Passage shown:
◇ ◇ ◇ ◇

2006–07 Football League Trophy

Tournament details
- Country: England Wales
- Teams: 48

Final positions
- Champions: Doncaster Rovers
- Runners-up: Bristol Rovers

= 2006–07 Football League Trophy =

The 2006–07 Football League Trophy, known as the 2006–07 Johnstone's Paint Trophy for sponsorship reasons, was the 26th staging of the Football League Trophy, a knockout competition for English football clubs in Leagues One and Two. The winners were Doncaster Rovers from League One and the runners-up were Bristol Rovers from League Two.

The competition began on 17 October 2006 and ended with the final on 1 April 2007. The final was the last to take place at Millennium Stadium in Cardiff. In the first round, there are four sections: Northern Section–West, Northern Section–East, Southern Section–West and Southern Section–East. In the second round this narrows to simply a Northern and a Southern section, whereupon each section gradually eliminates teams in knock-out fashion until each has a winning finalist. At this point, the two winning finalists face each other in the combined final for the honour of the trophy.

Swansea City were the defending champions, but lost to Peterborough United in the second round.

◇ ◇ ◇ ◇

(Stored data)
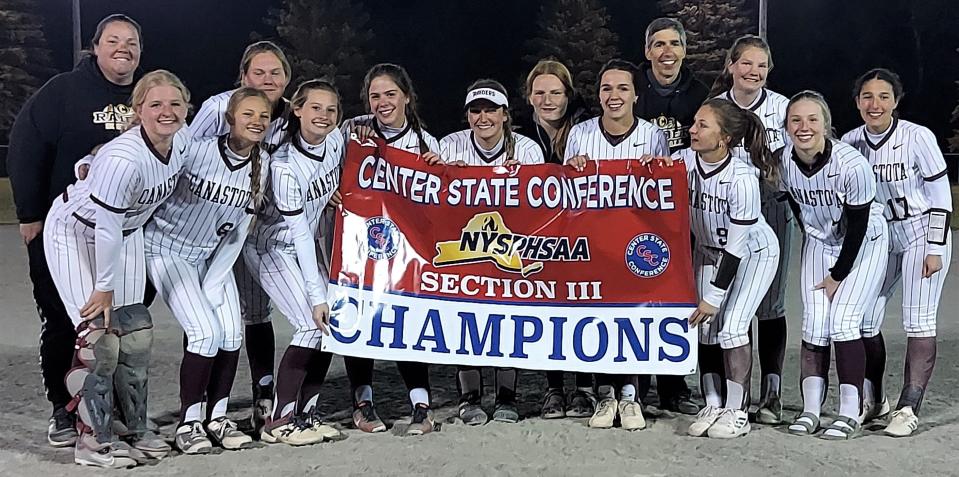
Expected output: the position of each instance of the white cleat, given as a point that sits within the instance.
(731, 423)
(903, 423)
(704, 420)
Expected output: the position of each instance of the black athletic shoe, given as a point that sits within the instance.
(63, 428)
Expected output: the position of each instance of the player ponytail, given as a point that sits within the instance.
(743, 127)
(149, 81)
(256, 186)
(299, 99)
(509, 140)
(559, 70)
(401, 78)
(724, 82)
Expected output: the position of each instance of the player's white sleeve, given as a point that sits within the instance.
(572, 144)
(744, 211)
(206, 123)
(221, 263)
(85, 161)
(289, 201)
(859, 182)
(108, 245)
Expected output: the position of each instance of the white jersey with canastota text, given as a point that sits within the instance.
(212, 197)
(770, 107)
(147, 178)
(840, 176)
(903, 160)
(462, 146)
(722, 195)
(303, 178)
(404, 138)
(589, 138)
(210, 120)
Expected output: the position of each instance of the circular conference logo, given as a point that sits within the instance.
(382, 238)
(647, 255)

◇ ◇ ◇ ◇

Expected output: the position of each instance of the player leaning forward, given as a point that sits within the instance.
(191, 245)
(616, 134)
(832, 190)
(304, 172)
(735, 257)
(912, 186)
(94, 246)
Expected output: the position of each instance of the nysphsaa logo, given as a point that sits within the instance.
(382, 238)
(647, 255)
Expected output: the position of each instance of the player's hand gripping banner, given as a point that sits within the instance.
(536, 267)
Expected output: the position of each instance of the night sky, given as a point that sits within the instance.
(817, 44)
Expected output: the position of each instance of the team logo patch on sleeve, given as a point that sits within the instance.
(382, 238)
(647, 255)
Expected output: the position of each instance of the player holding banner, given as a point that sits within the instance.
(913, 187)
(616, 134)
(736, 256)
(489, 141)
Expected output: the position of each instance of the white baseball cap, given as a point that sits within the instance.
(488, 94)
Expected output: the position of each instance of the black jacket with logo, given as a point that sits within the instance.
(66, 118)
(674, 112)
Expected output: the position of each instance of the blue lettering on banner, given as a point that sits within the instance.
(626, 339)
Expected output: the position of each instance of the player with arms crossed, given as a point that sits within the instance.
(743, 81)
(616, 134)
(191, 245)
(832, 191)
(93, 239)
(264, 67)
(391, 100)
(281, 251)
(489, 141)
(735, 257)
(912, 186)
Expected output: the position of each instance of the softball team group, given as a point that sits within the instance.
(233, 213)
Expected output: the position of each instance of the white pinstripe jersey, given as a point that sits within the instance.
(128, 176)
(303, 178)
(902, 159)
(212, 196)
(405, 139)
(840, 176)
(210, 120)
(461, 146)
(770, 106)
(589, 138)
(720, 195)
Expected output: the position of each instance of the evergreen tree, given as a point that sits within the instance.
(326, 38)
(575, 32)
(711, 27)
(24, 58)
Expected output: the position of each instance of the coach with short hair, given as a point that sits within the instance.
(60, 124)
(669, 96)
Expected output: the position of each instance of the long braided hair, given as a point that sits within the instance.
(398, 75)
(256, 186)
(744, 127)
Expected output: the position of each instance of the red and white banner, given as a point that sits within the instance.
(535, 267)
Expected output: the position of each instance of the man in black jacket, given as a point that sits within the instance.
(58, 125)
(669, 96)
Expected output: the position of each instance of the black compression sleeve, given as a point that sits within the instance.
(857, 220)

◇ ◇ ◇ ◇

Do this:
According to the 2006–07 Football League Trophy text, which club eliminated the defending champions, and in which round?

Solution for this task:
Peterborough United eliminated Swansea City in the second round.